* _Problem description_: State how many lines of the data contain the word "wall", giving only the number.
----------------------------------------
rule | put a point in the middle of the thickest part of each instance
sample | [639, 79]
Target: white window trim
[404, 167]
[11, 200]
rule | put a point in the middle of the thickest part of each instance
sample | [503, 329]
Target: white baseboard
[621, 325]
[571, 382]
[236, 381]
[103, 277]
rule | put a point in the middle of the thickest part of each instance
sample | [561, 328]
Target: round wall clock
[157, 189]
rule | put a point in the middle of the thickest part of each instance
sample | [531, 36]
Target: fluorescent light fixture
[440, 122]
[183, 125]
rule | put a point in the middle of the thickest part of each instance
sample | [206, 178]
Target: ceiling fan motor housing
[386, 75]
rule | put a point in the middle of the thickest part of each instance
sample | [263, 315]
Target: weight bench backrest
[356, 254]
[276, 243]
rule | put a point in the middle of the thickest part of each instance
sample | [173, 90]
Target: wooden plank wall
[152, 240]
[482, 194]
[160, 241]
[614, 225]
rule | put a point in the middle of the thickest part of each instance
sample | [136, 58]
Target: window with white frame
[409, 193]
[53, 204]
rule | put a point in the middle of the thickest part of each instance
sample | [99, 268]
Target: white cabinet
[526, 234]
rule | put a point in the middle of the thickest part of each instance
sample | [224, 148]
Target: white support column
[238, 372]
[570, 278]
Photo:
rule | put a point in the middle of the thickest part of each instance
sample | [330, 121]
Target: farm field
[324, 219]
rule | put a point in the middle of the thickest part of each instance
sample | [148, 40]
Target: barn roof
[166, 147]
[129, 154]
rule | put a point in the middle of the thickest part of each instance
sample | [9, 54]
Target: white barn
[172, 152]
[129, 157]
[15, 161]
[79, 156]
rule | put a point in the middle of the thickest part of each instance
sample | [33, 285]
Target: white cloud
----------------------------------------
* _Correct response_: 2